**INPUT DATA**
□ □ □ □
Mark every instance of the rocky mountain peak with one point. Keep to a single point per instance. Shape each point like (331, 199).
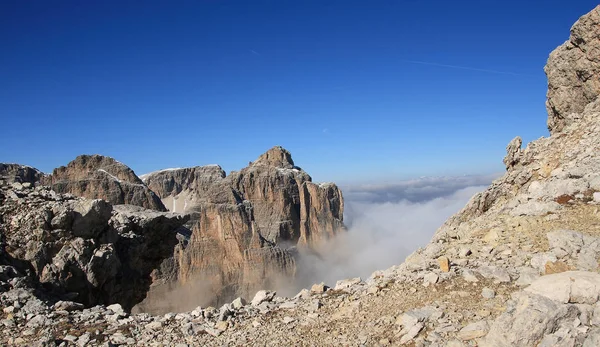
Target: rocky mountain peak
(277, 157)
(101, 177)
(85, 165)
(573, 73)
(20, 173)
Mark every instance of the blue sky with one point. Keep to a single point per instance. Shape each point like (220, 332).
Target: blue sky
(356, 90)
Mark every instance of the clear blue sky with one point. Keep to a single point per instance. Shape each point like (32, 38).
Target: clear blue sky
(356, 90)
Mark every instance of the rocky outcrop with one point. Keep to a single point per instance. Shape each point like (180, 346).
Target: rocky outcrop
(517, 267)
(245, 223)
(551, 172)
(573, 73)
(80, 249)
(100, 177)
(11, 173)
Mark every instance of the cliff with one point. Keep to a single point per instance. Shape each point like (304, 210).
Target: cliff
(100, 177)
(244, 224)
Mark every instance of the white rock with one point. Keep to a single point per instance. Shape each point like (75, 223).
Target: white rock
(411, 333)
(488, 293)
(571, 286)
(153, 326)
(473, 331)
(238, 303)
(262, 296)
(347, 283)
(430, 278)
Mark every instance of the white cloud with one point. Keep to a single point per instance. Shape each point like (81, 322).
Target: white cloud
(385, 224)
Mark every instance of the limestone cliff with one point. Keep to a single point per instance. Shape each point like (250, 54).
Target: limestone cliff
(19, 173)
(244, 223)
(80, 249)
(100, 177)
(573, 73)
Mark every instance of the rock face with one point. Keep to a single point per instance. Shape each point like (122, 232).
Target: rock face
(573, 73)
(20, 173)
(244, 223)
(100, 177)
(84, 250)
(518, 266)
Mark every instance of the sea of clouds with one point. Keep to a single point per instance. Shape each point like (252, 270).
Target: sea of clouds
(386, 223)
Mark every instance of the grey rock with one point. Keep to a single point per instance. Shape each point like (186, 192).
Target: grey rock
(568, 287)
(238, 303)
(493, 272)
(572, 72)
(525, 323)
(513, 152)
(488, 293)
(262, 296)
(411, 333)
(473, 331)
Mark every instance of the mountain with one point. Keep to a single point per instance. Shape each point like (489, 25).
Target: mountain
(100, 177)
(517, 266)
(244, 225)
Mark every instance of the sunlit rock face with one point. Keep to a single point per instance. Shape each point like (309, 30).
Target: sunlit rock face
(100, 177)
(245, 225)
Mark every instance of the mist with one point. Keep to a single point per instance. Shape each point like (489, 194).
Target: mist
(386, 223)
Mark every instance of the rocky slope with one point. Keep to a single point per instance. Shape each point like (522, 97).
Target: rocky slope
(85, 250)
(243, 225)
(100, 177)
(10, 173)
(518, 266)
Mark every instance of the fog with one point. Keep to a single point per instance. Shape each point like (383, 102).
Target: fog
(386, 222)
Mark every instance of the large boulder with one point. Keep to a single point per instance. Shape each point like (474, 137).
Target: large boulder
(573, 73)
(20, 173)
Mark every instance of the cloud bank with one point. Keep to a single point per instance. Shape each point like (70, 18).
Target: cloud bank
(387, 222)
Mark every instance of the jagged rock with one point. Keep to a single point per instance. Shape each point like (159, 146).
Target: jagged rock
(513, 152)
(525, 323)
(100, 177)
(240, 222)
(568, 287)
(20, 174)
(572, 72)
(95, 254)
(473, 331)
(444, 263)
(262, 296)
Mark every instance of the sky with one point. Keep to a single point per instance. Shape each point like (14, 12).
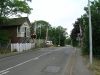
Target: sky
(58, 12)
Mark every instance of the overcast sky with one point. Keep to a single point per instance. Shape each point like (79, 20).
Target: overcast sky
(57, 12)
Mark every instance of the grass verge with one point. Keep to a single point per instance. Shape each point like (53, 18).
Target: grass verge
(95, 67)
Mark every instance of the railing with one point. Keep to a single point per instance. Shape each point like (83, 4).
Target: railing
(19, 47)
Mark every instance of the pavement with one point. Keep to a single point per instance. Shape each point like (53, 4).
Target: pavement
(46, 61)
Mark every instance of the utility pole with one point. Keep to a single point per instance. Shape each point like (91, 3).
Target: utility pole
(90, 32)
(35, 33)
(40, 35)
(59, 38)
(46, 34)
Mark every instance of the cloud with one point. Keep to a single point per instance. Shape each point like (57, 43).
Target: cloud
(57, 12)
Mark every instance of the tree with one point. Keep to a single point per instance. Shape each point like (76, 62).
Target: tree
(13, 7)
(53, 33)
(41, 28)
(83, 23)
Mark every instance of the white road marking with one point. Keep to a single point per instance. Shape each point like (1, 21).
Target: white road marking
(6, 70)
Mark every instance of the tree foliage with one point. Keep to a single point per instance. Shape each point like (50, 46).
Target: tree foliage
(13, 7)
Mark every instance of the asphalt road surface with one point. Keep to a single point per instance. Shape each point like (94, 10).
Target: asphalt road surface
(46, 61)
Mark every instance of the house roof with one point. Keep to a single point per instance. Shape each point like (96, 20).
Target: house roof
(16, 21)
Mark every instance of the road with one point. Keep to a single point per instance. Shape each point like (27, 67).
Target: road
(46, 61)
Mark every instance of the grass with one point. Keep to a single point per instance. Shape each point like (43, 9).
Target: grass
(95, 67)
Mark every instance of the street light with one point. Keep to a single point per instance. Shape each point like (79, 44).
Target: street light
(90, 32)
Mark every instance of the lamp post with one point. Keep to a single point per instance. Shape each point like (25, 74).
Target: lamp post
(90, 32)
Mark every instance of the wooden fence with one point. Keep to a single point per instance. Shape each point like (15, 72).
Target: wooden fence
(19, 47)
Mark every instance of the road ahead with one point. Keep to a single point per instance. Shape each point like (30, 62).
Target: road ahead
(46, 61)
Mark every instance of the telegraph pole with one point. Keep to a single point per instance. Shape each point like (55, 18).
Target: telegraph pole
(90, 32)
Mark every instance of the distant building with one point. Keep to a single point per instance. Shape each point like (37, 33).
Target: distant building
(19, 31)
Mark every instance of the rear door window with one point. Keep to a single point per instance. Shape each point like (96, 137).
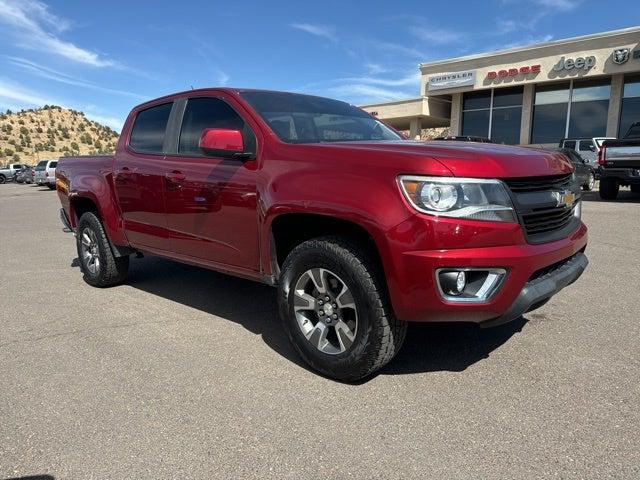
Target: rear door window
(586, 146)
(149, 127)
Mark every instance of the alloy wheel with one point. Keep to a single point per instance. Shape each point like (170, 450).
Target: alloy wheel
(89, 251)
(325, 310)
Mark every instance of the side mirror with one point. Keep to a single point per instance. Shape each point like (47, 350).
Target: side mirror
(222, 142)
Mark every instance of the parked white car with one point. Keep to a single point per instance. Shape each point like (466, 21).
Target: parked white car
(46, 173)
(9, 172)
(587, 148)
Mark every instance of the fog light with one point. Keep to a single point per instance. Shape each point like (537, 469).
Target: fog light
(469, 284)
(461, 282)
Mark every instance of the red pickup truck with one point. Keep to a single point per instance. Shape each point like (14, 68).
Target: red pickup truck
(361, 230)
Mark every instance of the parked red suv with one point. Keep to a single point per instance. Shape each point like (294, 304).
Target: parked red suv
(360, 230)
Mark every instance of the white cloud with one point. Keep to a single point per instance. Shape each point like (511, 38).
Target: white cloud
(368, 88)
(561, 5)
(317, 30)
(34, 27)
(374, 68)
(435, 35)
(398, 49)
(528, 41)
(530, 21)
(50, 74)
(358, 93)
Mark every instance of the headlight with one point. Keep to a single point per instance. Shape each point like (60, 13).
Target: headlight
(472, 198)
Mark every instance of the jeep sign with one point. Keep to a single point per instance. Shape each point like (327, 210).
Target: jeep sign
(579, 63)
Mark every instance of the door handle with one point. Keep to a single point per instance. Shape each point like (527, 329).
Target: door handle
(127, 170)
(176, 176)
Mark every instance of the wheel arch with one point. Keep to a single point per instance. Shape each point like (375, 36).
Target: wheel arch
(290, 229)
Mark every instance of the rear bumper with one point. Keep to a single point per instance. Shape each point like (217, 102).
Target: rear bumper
(65, 221)
(415, 295)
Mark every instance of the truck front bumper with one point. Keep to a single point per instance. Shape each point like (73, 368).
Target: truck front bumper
(624, 175)
(534, 273)
(537, 291)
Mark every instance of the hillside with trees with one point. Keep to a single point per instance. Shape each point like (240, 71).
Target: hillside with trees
(50, 132)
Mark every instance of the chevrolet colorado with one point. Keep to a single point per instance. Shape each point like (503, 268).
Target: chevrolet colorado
(360, 230)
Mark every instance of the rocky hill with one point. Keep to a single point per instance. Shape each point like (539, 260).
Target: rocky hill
(50, 132)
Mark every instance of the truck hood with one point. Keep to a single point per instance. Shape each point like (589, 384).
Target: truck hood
(462, 159)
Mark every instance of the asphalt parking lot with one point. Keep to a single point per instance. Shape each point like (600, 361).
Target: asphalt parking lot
(185, 373)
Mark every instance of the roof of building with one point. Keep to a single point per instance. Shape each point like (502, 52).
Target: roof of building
(535, 46)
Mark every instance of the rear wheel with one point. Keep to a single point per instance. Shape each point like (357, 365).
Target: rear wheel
(335, 309)
(609, 188)
(100, 267)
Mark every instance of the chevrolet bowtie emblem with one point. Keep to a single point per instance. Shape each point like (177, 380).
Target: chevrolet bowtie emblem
(564, 198)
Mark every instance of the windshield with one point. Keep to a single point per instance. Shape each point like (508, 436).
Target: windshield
(307, 119)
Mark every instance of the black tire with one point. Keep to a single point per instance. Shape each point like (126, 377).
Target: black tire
(379, 334)
(111, 270)
(609, 188)
(587, 187)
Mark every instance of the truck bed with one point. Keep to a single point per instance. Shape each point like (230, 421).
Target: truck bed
(622, 153)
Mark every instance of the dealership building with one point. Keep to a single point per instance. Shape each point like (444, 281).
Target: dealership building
(578, 87)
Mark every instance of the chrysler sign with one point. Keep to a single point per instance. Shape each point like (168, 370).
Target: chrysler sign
(452, 80)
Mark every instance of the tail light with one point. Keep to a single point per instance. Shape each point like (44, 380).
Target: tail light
(601, 154)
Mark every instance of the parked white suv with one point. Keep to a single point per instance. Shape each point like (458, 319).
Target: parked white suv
(587, 148)
(46, 173)
(9, 172)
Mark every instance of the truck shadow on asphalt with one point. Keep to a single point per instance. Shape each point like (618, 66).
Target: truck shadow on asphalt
(428, 347)
(624, 196)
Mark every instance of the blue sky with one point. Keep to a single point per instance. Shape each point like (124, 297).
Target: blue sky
(105, 57)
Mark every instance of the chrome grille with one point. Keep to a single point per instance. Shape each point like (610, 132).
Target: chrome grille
(539, 184)
(547, 220)
(541, 219)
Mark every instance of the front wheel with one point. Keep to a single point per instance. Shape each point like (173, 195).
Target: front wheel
(100, 267)
(335, 309)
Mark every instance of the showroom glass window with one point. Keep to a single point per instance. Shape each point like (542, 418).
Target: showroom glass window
(630, 111)
(589, 108)
(570, 109)
(494, 114)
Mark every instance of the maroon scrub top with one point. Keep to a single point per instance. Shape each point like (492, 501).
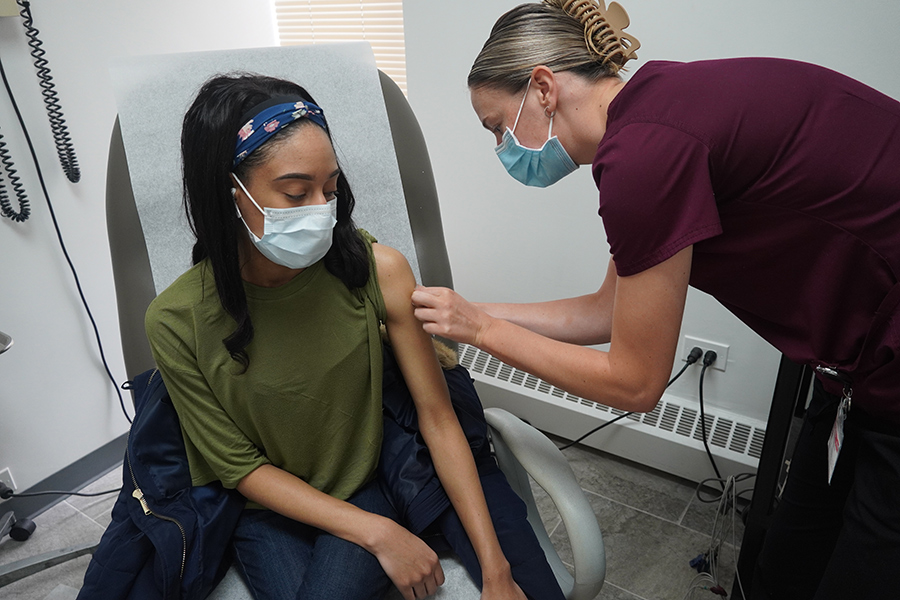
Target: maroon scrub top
(785, 177)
□ □ □ □
**YOUR TASK**
Exactly as they appear, repeat the lines from the one containing "Mark every instance of the chrome" through the last line of the entries, counting both ends. Pictures stay out.

**RESPONSE TO THE TASK**
Mark every instance of the chrome grille with one point. Keep to a single point per instance. Shape each point like (610, 132).
Target: chrome grille
(539, 184)
(547, 220)
(541, 219)
Mark every instance of the front wheel with one point. Keep to a single point per instance. Shape each point like (173, 195).
Target: front wheel
(100, 267)
(335, 309)
Mark every instance of the showroom glass window with one point. Keep to a single point per instance. Shape each point like (542, 418).
Target: showroom glass window
(630, 111)
(589, 108)
(570, 109)
(494, 114)
Mark every instance of the maroon scrub top with one point. Keep to a single point per instance. Shape each point like (492, 501).
Target: maroon scrub top
(785, 177)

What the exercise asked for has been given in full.